──────── EXERCISE DATA
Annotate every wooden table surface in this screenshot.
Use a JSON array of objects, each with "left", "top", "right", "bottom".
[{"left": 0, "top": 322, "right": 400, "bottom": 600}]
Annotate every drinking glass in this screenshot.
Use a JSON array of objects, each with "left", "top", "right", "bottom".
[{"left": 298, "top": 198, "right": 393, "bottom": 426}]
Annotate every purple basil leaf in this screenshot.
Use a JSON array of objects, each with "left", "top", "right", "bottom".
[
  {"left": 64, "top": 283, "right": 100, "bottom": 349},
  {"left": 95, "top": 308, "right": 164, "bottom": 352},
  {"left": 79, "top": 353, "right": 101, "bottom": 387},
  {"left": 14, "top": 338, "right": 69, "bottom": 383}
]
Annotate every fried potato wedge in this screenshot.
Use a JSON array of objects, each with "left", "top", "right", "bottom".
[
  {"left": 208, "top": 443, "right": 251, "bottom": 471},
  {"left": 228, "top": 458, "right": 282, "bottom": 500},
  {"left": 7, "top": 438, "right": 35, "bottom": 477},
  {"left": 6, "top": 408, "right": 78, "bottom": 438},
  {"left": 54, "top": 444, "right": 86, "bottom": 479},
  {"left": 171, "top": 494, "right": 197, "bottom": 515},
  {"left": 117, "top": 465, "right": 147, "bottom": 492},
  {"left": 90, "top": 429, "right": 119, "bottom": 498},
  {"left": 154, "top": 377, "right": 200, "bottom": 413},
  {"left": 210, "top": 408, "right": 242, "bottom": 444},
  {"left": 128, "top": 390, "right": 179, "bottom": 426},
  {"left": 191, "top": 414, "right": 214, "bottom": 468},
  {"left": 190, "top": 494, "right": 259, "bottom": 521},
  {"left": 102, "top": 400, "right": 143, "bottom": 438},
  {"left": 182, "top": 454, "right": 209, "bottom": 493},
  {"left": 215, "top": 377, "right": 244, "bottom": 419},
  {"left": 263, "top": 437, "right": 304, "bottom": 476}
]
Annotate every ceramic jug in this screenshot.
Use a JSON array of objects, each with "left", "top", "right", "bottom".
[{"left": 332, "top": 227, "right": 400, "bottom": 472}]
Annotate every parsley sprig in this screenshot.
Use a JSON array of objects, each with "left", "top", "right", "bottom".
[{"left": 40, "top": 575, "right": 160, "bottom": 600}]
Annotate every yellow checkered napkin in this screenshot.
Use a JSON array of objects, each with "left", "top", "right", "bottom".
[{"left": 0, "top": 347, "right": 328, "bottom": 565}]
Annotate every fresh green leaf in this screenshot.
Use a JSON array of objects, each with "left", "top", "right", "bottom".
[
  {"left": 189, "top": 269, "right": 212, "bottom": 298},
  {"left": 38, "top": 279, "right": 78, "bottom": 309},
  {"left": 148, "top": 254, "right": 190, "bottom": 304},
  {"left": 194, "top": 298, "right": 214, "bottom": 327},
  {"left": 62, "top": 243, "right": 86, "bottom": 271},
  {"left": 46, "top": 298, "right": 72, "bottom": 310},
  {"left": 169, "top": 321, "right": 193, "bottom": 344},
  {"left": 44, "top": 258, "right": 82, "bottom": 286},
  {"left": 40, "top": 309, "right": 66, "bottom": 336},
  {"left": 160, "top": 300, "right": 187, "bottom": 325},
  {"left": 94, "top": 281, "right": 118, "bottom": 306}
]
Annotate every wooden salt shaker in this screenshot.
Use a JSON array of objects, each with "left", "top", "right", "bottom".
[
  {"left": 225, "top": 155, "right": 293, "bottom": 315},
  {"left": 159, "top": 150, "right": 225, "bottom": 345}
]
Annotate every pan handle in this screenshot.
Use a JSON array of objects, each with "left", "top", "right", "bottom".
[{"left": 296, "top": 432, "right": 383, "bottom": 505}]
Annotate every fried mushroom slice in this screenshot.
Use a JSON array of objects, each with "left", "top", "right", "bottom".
────────────────
EXERCISE AIM: Reproduce the data above, replacing every "Annotate" with "Mark" and leaving everything else unchanged.

REPLY TO THE TASK:
Mark every wooden table surface in this screenshot.
Use a JSON array of objects, each with "left", "top", "right", "bottom".
[{"left": 0, "top": 322, "right": 400, "bottom": 600}]
Mark every drinking glass in this screenshot.
Use a JSON array of objects, each with "left", "top", "right", "bottom".
[{"left": 298, "top": 198, "right": 393, "bottom": 426}]
Mark every purple basil leaf in this screenshot.
Use a JSON array of objects, each with "left", "top", "right", "bottom".
[
  {"left": 64, "top": 283, "right": 100, "bottom": 349},
  {"left": 95, "top": 308, "right": 164, "bottom": 352},
  {"left": 79, "top": 353, "right": 101, "bottom": 387},
  {"left": 14, "top": 338, "right": 69, "bottom": 383}
]
Mark every fried potato wedge in this screenshot.
Use a JSON array of objects, each with "left", "top", "right", "bottom".
[
  {"left": 208, "top": 443, "right": 251, "bottom": 471},
  {"left": 228, "top": 458, "right": 282, "bottom": 500},
  {"left": 7, "top": 438, "right": 35, "bottom": 477},
  {"left": 6, "top": 408, "right": 78, "bottom": 438},
  {"left": 54, "top": 444, "right": 86, "bottom": 479},
  {"left": 171, "top": 494, "right": 197, "bottom": 515},
  {"left": 117, "top": 465, "right": 147, "bottom": 492},
  {"left": 90, "top": 429, "right": 119, "bottom": 498},
  {"left": 154, "top": 377, "right": 200, "bottom": 413},
  {"left": 210, "top": 408, "right": 242, "bottom": 444},
  {"left": 128, "top": 390, "right": 179, "bottom": 426},
  {"left": 191, "top": 414, "right": 214, "bottom": 468},
  {"left": 190, "top": 494, "right": 259, "bottom": 521},
  {"left": 102, "top": 400, "right": 143, "bottom": 438},
  {"left": 182, "top": 454, "right": 209, "bottom": 493},
  {"left": 215, "top": 377, "right": 244, "bottom": 419},
  {"left": 263, "top": 437, "right": 304, "bottom": 476}
]
Mark every ceramic jug in this screenshot.
Use a JSON array of objects, each with "left", "top", "right", "bottom".
[{"left": 332, "top": 227, "right": 400, "bottom": 472}]
Mark every parsley sprig in this screenshot.
Use a JSON array of objects, each with "left", "top", "right", "bottom".
[{"left": 40, "top": 575, "right": 160, "bottom": 600}]
Mark every yellow checkered napkin in this screenshot.
Use a JSON array of objects, each with "left", "top", "right", "bottom".
[{"left": 0, "top": 347, "right": 328, "bottom": 565}]
Mark every fresh green leaf in this screenshot.
Use a JSON array of objects, each with "left", "top", "right", "bottom".
[
  {"left": 189, "top": 269, "right": 212, "bottom": 298},
  {"left": 38, "top": 279, "right": 78, "bottom": 309},
  {"left": 148, "top": 254, "right": 190, "bottom": 304},
  {"left": 194, "top": 298, "right": 214, "bottom": 327},
  {"left": 62, "top": 243, "right": 86, "bottom": 271},
  {"left": 46, "top": 298, "right": 72, "bottom": 310},
  {"left": 169, "top": 321, "right": 193, "bottom": 344},
  {"left": 44, "top": 258, "right": 82, "bottom": 286},
  {"left": 40, "top": 309, "right": 66, "bottom": 336},
  {"left": 160, "top": 300, "right": 187, "bottom": 325},
  {"left": 94, "top": 281, "right": 118, "bottom": 306}
]
Mark every wooden salt shaker in this screenshot.
Use a JSON array of objects, each with "left", "top", "right", "bottom".
[
  {"left": 225, "top": 155, "right": 293, "bottom": 315},
  {"left": 159, "top": 150, "right": 225, "bottom": 345}
]
Mark every pan handle in this screenshot.
Use a JSON array of objects, each with "left", "top", "right", "bottom".
[{"left": 296, "top": 432, "right": 383, "bottom": 505}]
Mark every fried mushroom slice in this screenshot.
Use a JSON array of objects, each with "left", "top", "right", "bottom".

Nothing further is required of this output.